##### Excerpted data #####

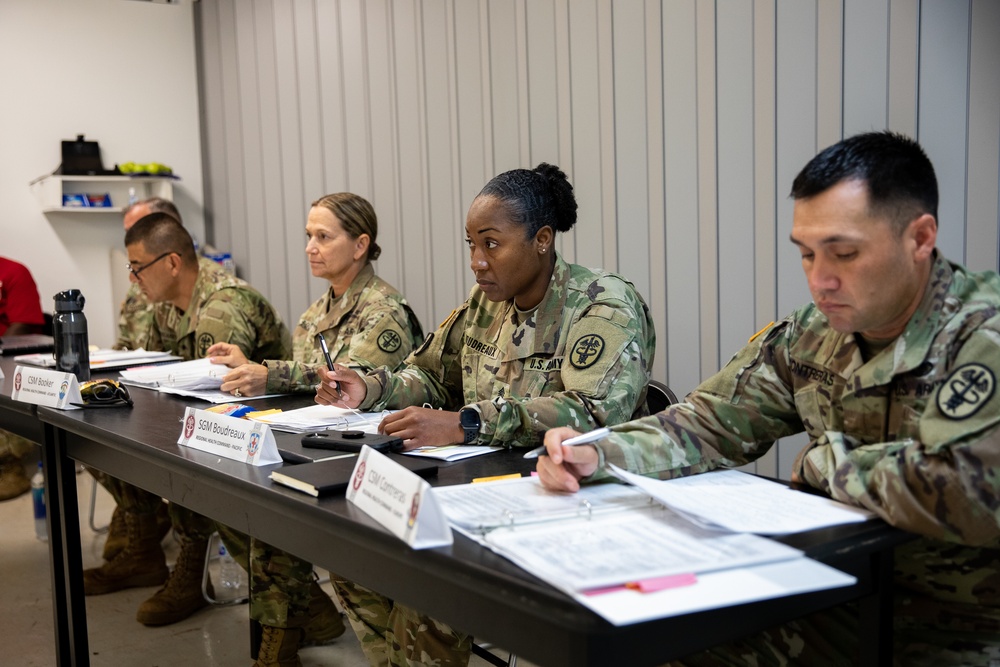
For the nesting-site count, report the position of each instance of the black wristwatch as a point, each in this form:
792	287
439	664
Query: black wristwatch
471	422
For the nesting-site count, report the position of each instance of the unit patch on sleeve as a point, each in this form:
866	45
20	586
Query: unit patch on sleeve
205	341
389	341
586	351
967	389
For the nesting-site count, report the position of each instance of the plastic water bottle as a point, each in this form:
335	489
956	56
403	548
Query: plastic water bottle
232	579
69	328
38	501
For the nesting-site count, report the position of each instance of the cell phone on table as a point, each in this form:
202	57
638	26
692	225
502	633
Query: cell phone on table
352	441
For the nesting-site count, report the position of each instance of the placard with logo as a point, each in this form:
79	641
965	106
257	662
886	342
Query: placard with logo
400	500
52	389
229	437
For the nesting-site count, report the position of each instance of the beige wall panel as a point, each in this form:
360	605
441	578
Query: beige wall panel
984	138
681	125
680	148
904	24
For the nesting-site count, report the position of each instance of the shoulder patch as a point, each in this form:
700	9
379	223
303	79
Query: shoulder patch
586	351
753	337
968	388
389	341
205	341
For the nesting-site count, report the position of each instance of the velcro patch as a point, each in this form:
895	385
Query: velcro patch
967	389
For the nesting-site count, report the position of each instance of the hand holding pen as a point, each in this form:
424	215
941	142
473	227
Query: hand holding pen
340	386
563	467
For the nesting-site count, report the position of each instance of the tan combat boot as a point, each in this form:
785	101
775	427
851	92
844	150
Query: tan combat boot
140	563
118	536
325	622
279	647
181	596
13	481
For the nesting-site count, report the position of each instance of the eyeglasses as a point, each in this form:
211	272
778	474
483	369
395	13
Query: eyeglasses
135	272
104	394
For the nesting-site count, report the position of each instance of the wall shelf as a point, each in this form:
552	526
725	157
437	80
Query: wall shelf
49	191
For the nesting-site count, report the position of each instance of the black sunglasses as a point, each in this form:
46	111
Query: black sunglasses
104	394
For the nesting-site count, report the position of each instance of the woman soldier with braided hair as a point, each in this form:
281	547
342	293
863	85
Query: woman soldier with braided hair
538	343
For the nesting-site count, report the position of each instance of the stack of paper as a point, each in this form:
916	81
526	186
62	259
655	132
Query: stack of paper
321	418
104	360
624	552
200	374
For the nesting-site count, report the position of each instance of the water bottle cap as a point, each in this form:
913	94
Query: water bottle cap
70	301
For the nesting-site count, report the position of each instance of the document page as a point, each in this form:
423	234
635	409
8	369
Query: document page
741	502
482	507
622	548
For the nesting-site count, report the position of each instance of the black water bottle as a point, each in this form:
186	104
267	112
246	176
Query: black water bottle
69	328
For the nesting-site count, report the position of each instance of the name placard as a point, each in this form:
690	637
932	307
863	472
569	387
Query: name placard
53	389
229	437
400	500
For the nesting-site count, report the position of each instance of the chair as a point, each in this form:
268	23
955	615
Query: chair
659	396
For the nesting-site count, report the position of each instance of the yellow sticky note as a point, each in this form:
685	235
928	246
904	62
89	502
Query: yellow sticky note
513	475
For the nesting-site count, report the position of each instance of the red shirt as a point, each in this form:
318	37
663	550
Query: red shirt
19	300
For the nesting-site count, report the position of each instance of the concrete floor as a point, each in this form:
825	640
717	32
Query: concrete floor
214	636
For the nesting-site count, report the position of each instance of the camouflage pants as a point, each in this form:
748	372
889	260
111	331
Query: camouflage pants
14	446
394	634
279	581
188	524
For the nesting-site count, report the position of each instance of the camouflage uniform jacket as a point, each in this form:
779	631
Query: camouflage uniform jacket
912	434
581	358
136	318
223	309
368	326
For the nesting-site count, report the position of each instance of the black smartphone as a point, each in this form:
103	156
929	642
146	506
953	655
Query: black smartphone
352	441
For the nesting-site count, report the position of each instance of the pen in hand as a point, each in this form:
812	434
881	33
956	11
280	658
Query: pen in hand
326	354
586	438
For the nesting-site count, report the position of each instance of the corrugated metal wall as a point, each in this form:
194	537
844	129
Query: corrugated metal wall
681	124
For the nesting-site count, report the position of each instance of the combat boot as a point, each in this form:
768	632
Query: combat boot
181	596
13	481
279	647
325	621
140	563
118	536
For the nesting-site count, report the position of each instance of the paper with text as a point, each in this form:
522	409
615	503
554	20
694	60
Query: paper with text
400	500
741	502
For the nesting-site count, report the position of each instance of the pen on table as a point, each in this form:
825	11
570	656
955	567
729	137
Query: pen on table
326	354
584	439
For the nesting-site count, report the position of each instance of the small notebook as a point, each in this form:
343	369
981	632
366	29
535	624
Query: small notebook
322	478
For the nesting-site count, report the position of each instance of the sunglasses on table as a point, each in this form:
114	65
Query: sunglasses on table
104	394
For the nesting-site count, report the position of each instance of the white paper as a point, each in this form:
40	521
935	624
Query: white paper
485	506
614	549
717	589
399	500
53	389
229	437
199	374
321	418
452	452
741	502
103	360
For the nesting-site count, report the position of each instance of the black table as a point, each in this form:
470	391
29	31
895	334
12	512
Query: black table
464	584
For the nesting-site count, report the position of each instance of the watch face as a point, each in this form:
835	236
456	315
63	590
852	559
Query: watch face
469	418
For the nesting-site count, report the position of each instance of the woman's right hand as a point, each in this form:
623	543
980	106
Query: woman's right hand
342	388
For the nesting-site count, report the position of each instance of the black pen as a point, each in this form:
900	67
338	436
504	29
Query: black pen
329	361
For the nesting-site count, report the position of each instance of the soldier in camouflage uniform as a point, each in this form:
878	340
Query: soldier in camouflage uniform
539	342
196	306
366	323
892	373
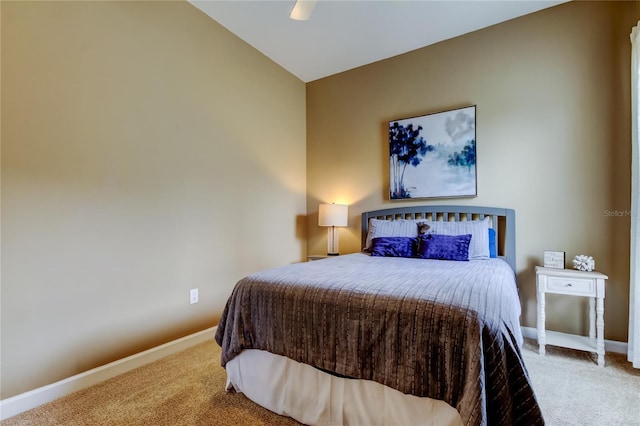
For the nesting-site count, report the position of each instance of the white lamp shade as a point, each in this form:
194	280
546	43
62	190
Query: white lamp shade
333	215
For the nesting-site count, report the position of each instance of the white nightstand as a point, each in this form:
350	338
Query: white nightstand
573	283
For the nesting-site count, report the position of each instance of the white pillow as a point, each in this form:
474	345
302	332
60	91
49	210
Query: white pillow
479	230
391	228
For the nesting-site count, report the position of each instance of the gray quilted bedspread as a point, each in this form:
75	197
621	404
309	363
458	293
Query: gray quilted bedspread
442	329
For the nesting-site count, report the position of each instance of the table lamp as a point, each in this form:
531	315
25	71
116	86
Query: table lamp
332	215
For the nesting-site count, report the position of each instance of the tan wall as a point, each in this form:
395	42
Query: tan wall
553	139
145	151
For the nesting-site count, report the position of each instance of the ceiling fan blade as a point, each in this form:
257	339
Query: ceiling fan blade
302	10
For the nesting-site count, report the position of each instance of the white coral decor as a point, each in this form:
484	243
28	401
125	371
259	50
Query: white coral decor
584	263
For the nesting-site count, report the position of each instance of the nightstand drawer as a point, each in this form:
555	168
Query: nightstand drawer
577	286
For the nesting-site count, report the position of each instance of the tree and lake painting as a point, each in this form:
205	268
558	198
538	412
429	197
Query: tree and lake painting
433	155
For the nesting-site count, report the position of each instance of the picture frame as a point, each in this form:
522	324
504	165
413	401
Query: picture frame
433	155
554	259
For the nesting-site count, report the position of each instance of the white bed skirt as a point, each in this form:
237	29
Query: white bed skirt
314	397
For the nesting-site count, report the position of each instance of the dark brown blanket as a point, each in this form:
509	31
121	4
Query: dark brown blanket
442	329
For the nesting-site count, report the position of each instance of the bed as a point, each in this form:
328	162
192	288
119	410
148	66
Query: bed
422	327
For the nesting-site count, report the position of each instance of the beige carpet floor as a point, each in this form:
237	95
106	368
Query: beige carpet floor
187	388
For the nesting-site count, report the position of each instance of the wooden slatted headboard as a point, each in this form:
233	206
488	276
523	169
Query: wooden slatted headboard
502	220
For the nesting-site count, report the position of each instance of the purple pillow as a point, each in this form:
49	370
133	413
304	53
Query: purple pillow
444	247
394	246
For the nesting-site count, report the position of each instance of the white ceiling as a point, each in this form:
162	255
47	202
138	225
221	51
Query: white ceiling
343	35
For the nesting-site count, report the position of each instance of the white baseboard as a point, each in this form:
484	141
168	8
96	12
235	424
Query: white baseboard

#####

Each line of the material that contains the string "baseboard" has to be copied out.

For the nesting-site count, report the position of each instance of the white baseboard as a point, each in this form:
Query: white baseboard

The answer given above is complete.